--- BEGIN Task material ---

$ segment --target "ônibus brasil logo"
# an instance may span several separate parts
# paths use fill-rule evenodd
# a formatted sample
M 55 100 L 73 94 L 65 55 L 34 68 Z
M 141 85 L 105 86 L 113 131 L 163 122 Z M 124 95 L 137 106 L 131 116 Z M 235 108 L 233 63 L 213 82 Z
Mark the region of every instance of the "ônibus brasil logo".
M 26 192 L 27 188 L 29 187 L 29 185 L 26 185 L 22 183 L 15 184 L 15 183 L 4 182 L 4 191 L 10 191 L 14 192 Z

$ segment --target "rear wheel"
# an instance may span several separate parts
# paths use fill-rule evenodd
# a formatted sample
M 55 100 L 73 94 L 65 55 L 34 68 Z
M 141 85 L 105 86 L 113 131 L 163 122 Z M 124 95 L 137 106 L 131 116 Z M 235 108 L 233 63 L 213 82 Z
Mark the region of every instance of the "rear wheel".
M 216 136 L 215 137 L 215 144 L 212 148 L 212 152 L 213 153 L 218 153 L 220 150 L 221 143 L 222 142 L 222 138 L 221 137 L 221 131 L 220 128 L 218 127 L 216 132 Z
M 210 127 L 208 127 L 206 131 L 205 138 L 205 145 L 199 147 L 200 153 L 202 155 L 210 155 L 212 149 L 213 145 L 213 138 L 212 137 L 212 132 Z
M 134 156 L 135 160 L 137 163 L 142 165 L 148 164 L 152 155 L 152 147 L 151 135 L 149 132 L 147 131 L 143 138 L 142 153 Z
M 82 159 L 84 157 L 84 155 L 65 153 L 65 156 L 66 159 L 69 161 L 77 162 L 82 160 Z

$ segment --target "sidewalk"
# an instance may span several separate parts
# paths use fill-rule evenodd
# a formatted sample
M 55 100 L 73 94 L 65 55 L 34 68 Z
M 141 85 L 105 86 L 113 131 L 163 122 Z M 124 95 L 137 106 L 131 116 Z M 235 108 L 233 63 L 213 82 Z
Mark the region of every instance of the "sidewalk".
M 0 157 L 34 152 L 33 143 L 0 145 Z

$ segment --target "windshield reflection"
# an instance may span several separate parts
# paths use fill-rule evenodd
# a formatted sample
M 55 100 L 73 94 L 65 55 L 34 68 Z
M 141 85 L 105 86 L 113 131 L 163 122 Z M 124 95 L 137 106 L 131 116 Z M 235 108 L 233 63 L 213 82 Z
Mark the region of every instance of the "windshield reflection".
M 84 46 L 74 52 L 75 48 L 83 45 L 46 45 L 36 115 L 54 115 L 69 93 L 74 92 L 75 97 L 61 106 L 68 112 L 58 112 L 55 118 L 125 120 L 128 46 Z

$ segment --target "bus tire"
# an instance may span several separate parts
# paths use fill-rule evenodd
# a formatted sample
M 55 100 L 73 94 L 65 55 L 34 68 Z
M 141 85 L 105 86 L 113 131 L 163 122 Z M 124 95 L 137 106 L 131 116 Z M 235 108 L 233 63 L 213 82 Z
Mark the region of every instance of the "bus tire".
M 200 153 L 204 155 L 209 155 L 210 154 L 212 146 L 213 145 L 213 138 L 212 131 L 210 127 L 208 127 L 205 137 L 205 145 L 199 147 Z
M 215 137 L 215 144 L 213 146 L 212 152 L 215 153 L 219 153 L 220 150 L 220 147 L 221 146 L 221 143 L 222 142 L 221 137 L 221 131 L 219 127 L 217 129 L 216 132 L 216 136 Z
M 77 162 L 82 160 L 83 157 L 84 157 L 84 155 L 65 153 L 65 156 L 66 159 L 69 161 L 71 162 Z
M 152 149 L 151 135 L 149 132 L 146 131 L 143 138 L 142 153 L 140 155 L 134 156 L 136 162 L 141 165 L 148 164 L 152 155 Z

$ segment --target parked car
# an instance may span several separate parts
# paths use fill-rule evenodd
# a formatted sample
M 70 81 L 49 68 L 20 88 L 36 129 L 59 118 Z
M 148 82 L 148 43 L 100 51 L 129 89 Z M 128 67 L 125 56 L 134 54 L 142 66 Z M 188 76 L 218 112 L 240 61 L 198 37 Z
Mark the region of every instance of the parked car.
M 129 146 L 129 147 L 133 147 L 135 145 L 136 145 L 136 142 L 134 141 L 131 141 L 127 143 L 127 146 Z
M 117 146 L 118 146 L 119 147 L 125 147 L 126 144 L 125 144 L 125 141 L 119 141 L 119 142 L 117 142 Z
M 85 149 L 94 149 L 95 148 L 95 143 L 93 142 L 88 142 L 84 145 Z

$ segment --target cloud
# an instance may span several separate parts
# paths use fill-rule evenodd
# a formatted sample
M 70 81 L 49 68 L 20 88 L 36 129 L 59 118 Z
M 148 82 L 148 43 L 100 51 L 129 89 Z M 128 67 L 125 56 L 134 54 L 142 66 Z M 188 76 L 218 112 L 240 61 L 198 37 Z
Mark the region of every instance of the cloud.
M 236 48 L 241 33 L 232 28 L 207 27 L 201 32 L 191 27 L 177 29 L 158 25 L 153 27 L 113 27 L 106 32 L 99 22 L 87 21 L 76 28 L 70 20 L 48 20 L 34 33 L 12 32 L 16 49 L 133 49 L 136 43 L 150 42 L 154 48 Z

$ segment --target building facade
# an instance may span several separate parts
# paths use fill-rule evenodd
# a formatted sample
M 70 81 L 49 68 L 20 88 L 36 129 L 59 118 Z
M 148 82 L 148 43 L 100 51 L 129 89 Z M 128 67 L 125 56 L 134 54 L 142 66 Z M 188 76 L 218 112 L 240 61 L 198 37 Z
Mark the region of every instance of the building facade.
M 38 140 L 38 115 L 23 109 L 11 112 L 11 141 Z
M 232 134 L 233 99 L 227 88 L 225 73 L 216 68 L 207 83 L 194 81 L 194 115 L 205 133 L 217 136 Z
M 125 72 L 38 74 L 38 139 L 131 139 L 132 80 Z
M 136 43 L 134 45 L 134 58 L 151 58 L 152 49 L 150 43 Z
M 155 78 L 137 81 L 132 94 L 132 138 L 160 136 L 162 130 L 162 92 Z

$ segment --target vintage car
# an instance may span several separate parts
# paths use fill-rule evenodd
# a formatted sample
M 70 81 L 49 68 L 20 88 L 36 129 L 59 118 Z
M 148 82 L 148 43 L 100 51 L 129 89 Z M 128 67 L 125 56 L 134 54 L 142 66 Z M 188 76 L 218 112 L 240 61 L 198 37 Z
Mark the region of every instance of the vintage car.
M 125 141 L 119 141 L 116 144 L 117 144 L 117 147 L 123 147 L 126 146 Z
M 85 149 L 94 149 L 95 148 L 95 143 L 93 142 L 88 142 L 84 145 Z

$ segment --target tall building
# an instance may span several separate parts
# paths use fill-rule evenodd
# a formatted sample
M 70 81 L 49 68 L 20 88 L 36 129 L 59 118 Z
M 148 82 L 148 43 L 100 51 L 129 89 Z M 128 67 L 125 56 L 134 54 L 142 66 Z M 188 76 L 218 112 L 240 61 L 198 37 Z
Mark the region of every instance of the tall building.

--- END Task material ---

Arrange the stretch above, from the line containing "--target building facade" through the line containing "M 136 43 L 134", as a JSON list of strings with one string per line and blank lines omitted.

[
  "$ segment --target building facade",
  "# an instance may span several separate parts",
  "# paths use fill-rule evenodd",
  "# a formatted sample",
  "M 70 81 L 49 68 L 20 88 L 36 129 L 59 118 Z",
  "M 148 82 L 148 43 L 100 51 L 129 89 Z M 128 67 L 125 56 L 134 54 L 142 66 Z M 188 76 L 218 112 L 240 61 L 198 37 Z",
  "Mark the region of every instance of the building facade.",
  "M 38 140 L 38 115 L 23 109 L 11 112 L 11 141 Z",
  "M 232 134 L 233 99 L 227 88 L 225 73 L 216 68 L 207 83 L 194 81 L 194 115 L 205 133 L 217 136 Z",
  "M 125 72 L 38 74 L 38 139 L 131 139 L 132 80 Z",
  "M 136 43 L 134 45 L 134 58 L 151 58 L 152 49 L 150 43 Z"
]